PROBLEM 1:
Render every line of the rows under Block 1 below as a Markdown table with the columns Line No. and Row text, leaving out blank lines and the pictures.

EXTRACTED TEXT:
● ● ● ● ● ● ●
One significant characteristic of P3ATs is that they change from insulator to semiconductor by a process of oxidation or reduction of the conjugated π system [911]. This process induces a transition from aromatic to quinone form, allowing the formation of radical cation and dication segments in the polymer chain [12]. Redox reactions in the polymer semiconductors are responsible for the electrical conductivity, and also for the electrochemical and electrochromic properties of these materials.

Understanding the conductive process in organic polymer materials is extremely important, both for understanding the factors that influence their electronic properties and in terms of possible applications [13]. For characterizing semiconductor polymer materials electrochemical impedance spectroscopy (EIS) has been used in order to determine and understand the electrical properties over a broad band of frequencies [14].

EIS is one of the most widely used electrochemical analysis techniques. Various systems can be analyzed, including electrodes coated with electroactive polymer films, solutions containing immiscible liquids, ion-selective electrodes, electrodes coated with fine inorganic oxide films, etc. EIS provides information on the various time constants associated with the electrochemical processes that occur at the interfaces of an electrode. One of its main applications is in the study of electrodes coated with high-resistance films, characterized in terms of their electrical properties, such as film resistance and capacitance [15, 16].
● ● ● ● ● ● ●
RECORDED DATA:
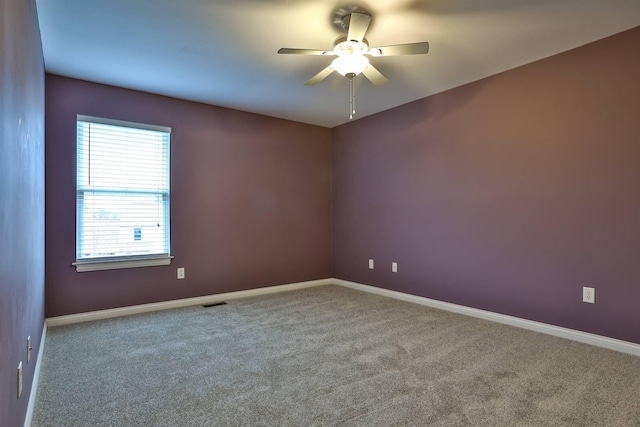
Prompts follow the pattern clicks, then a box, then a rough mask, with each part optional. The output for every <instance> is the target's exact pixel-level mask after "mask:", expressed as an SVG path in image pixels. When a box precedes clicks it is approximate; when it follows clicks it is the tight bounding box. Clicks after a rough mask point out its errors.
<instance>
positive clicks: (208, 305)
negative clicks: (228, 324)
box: [202, 301, 227, 308]
mask: <svg viewBox="0 0 640 427" xmlns="http://www.w3.org/2000/svg"><path fill="white" fill-rule="evenodd" d="M226 304H227V303H226V302H224V301H223V302H216V303H213V304H205V305H203V306H202V307H203V308H209V307H216V306H218V305H226Z"/></svg>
● ● ● ● ● ● ●
PROBLEM 2:
Write the continuation of the passage on polymer semiconductors and impedance spectroscopy, beginning after its final sentence.

REPLY 1:
| Line No. | Row text |
|---|---|
| 1 | Prompts follow the pattern clicks, then a box, then a rough mask, with each part optional. The output for every <instance> is the target's exact pixel-level mask after "mask:", expressed as an SVG path in image pixels. When a box precedes clicks it is approximate; when it follows clicks it is the tight bounding box. Clicks after a rough mask point out its errors. |
| 2 | <instance> |
| 3 | positive clicks: (208, 305) |
| 4 | negative clicks: (228, 324) |
| 5 | box: [202, 301, 227, 308] |
| 6 | mask: <svg viewBox="0 0 640 427" xmlns="http://www.w3.org/2000/svg"><path fill="white" fill-rule="evenodd" d="M226 304H227V303H226V302H224V301H223V302H216V303H213V304H205V305H203V306H202V307H203V308H209V307H216V306H218V305H226Z"/></svg> |

REPLY 2:
This study presents an electrochemical synthesis of homopolymers poly(3-methylthiophene) (P3MT) and poly(3-octylthiophene) (P3OT) and their copolymers with Polydiphenylamine (PDPA). Chronoamperometry was used to synthesize the blended copolymers: P3MT and PDPA (CP3MT) and P3OT and PDPA (CP3OT) on platinum wire in LiClO4 at 18 °C. The data obtained by cyclic voltammetry were used in conjunction with EIS. EIS was used to evaluate and compare the resistive and capacitive properties of homo- and copolymers by open-circuit potential (OCP) and overvoltage potential. The results obtained from the Bode plots were confirmed by Raman spectroscopy, and scanning electron microscopy (SEM) was used to verify changes in the morphologies of the homo- and copolymers; the morphology responsible for increasing the active area of the film surface.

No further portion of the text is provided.